WHAT TO PRODUCE: Go through the data and copy every line exactly, but not the images.

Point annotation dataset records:
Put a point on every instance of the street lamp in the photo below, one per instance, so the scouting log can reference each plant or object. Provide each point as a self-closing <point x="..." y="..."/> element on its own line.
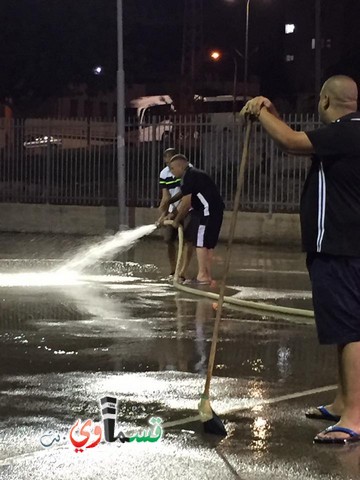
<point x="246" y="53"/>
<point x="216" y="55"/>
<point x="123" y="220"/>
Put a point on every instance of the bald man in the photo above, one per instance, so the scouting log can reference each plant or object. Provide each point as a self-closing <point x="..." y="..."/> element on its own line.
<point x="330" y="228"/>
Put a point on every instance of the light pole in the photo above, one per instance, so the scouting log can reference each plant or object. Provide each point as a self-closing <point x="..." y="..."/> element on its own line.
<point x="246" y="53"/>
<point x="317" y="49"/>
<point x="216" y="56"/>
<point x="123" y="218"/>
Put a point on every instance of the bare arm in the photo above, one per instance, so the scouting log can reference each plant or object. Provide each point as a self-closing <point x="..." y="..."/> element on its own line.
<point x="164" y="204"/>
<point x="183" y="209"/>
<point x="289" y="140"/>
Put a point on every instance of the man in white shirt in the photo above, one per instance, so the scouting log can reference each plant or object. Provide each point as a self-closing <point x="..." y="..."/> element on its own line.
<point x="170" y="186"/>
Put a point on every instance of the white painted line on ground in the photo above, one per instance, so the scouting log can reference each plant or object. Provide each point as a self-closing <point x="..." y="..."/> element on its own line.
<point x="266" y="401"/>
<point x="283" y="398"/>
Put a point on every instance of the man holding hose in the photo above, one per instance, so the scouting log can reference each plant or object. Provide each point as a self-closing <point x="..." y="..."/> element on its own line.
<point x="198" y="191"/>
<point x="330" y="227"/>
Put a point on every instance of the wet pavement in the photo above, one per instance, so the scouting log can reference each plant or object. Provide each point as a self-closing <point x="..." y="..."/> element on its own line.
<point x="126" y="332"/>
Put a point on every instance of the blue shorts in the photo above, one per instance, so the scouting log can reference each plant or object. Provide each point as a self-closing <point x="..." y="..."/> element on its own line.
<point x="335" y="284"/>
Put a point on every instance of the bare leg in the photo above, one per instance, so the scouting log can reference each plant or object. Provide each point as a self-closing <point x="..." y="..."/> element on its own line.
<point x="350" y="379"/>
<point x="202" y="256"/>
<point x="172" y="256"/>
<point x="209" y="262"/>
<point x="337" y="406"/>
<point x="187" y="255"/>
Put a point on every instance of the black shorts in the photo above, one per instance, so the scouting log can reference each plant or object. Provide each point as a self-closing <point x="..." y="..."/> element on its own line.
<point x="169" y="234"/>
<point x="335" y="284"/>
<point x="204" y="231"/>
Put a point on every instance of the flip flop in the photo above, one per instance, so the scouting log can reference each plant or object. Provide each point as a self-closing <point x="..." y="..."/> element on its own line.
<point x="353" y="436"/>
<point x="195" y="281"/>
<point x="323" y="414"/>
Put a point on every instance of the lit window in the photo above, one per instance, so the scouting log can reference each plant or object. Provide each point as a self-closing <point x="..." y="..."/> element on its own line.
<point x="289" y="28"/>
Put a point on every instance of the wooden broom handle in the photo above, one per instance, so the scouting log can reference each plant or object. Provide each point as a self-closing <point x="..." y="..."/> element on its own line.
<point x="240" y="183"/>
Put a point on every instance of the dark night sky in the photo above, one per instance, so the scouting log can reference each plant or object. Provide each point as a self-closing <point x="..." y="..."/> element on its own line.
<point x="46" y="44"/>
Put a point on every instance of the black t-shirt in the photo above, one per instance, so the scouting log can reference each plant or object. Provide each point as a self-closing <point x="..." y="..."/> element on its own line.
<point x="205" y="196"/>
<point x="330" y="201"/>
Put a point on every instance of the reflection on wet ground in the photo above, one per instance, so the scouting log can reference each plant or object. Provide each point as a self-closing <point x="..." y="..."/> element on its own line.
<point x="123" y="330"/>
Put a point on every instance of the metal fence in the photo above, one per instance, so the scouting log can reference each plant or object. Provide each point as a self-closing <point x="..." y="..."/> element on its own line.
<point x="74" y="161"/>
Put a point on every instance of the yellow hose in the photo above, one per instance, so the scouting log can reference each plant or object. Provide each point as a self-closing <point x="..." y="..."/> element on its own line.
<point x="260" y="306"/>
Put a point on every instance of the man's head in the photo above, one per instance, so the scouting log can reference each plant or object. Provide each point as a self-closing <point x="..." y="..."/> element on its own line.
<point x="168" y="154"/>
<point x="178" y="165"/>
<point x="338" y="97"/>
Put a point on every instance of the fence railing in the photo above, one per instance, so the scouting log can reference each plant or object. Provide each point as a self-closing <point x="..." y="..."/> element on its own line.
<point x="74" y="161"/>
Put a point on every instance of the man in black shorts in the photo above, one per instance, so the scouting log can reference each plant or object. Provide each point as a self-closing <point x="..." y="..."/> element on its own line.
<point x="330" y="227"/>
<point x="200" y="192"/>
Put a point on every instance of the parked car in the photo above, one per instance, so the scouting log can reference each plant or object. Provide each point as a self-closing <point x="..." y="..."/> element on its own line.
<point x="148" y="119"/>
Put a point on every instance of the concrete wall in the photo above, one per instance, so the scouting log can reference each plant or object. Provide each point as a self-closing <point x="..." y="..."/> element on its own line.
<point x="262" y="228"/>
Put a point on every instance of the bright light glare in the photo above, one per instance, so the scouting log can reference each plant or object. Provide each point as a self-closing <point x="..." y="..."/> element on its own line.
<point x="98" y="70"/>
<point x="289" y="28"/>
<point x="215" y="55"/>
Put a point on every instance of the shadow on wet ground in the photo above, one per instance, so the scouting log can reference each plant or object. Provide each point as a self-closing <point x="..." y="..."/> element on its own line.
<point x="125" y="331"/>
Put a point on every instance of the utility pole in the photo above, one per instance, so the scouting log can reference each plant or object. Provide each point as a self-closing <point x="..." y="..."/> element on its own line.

FULL RESPONSE:
Put a point on every instance of the street lamp in the photo below, one per instance, so the scouting log can reference each plant or object. Provide each point as a self-closing <point x="..." y="..."/> element on its own line.
<point x="246" y="53"/>
<point x="216" y="55"/>
<point x="123" y="220"/>
Put a point on every instance of the bald man in the photo above, one per instance, so the scouting log can reference each plant or object. Provide each point as a self-closing <point x="..." y="..."/> element on its own line.
<point x="330" y="228"/>
Put a point on every instance of the light pole in the photo above, one per instance, so the scouting log can reference each plant or object. Provide each point as a self-closing <point x="..." y="..."/> element on its own line.
<point x="246" y="53"/>
<point x="317" y="49"/>
<point x="216" y="56"/>
<point x="123" y="218"/>
Put a point on every instance of the bare arm in the photo above, one per instance, so the scouting log can reference each plant or object. Provide each point as a self-closing <point x="..." y="..."/> element on its own line.
<point x="164" y="204"/>
<point x="183" y="209"/>
<point x="289" y="140"/>
Put a point on every instance of the man in white shirt in the photo above, one per instance, so the scouting log can reference each plant or object. Provide each point as a self-closing <point x="..." y="..."/> element on its own line.
<point x="170" y="186"/>
Put a point on every instance of the white painted line on ground in the photo above, one per instance, so the scouting log can reference each plant or object. Provide each point as a self-closing <point x="..." y="..."/> element on its own line.
<point x="266" y="401"/>
<point x="283" y="398"/>
Put a point on every instance of the man holding hose in the photo above, one per instance, so the scouting log can reference each plant or object. Provide each point as a self-closing <point x="..." y="..."/> element on its own line.
<point x="198" y="191"/>
<point x="330" y="227"/>
Put a point on every instance of the wet pavement in the photo above, one per instance, so the scouting log can reference each plant or object. Provide each point as a self-closing <point x="..." y="..."/> element on its own line.
<point x="126" y="332"/>
Put a point on every instance of the blue shorts in the photo above, one per instance, so the scouting log can reference each plant or object. Provide each point as a self-closing <point x="..." y="..."/> element on its own line.
<point x="335" y="284"/>
Put a point on every instance of the bare leg in the photo above, one per instance, so the scouting log can reference each plant or object. Provide each point as a self-closing <point x="..." y="..."/> element on its own line.
<point x="350" y="379"/>
<point x="202" y="256"/>
<point x="172" y="256"/>
<point x="209" y="262"/>
<point x="337" y="406"/>
<point x="187" y="255"/>
Put a point on every instance of the black shorts in the photo above, one per instance, so the scouting log can reference each plant or object. Provide each point as a self-closing <point x="..." y="..."/> element on its own line.
<point x="169" y="234"/>
<point x="335" y="284"/>
<point x="204" y="231"/>
Put a point on every instance of the flip flop in the photo above, one per instance, so the scouting log can reference each plant or object. Provide each point as a self-closing <point x="..." y="..."/> element on its own line.
<point x="353" y="436"/>
<point x="195" y="281"/>
<point x="323" y="414"/>
Put a point on every instance of the lit window in the photo above, one per instance, so the scouting log can reference each plant or object. Provide each point as a self-closing <point x="..." y="..."/> element on its own line.
<point x="289" y="28"/>
Put a point on every instance of the wooden broom handle in the photo above, one per instance, so the scouting log can reference each plant or object. Provide each point as a self-closing <point x="..." y="..."/> element on its own line.
<point x="240" y="183"/>
Put a point on every instance of the dark night sky in the photo above, one per instance, so the scouting log can reference each plant or object. Provide each point as a self-closing <point x="..." y="..."/> element on its own line.
<point x="46" y="44"/>
Put a point on every instance of the black t-shirt in the photo above, one per instance, so the scouting log can reference each plant or object. Provide each point as a self-closing <point x="..." y="..."/> element on its own line.
<point x="205" y="196"/>
<point x="330" y="201"/>
Put a point on every instance of the reflection on wet ground in the photo above, one per instance, so the scouting log can reference each plant or object. Provide each point as a self-closing <point x="..." y="..."/> element on its own line.
<point x="123" y="330"/>
Put a point on every instance of the metal fence in the photo above, one per instance, so the scouting log can reference each plant or object. Provide each point as a self-closing <point x="..." y="..."/> element on its own line.
<point x="74" y="161"/>
Put a point on every instance of the yellow hose in the photo above, one per instance, so the scouting log can reference each plant or object. Provide each point as a self-closing <point x="..." y="..."/> element on its own line.
<point x="260" y="306"/>
Put a point on every instance of the man's head in the photo above, one per instance, so the scouting log can reference each plant or object. Provide each point as a self-closing <point x="..." y="..."/> element on its own line.
<point x="168" y="154"/>
<point x="178" y="165"/>
<point x="338" y="97"/>
Put a point on every instance of the fence railing in the photo above, one per instance, so the scouting log can reference each plant or object. Provide each point as a self-closing <point x="..." y="..."/> element on its own line.
<point x="74" y="161"/>
Put a point on every instance of the man in black shorts in the photo above, one per instance, so the scouting log can reference each plant or object. Provide each point as a self-closing <point x="..." y="..."/> element on its own line.
<point x="330" y="227"/>
<point x="200" y="192"/>
Put a point on every instance of the parked car in the photo above, one per instance, so the scouting log can reference each plant or object. Provide each point as a self-closing <point x="..." y="..."/> element on its own line.
<point x="148" y="119"/>
Put a point on every instance of the concrete wall in the photo above, one per instance, so the scouting log can reference each plant or object. Provide each point as a self-closing <point x="..." y="..."/> element on its own line.
<point x="262" y="228"/>
Put a point on every instance of the bright light glare in the photo above, one per instance, so the scouting log can reference each plant or object. Provide each point as a self-closing <point x="..." y="..."/> element on its own line.
<point x="98" y="70"/>
<point x="289" y="28"/>
<point x="215" y="55"/>
Put a point on every instance of the shadow on wet ground in the photo above, one per instance, so the scouting log can reference each plant or object. Provide each point as a self-closing <point x="..." y="..."/> element on its own line.
<point x="125" y="331"/>
Put a point on every instance of the utility pole in the photo above, one per instance, so the scouting log can reference each plant or object. Provide each point as a self-closing <point x="..." y="..."/> element on its own line.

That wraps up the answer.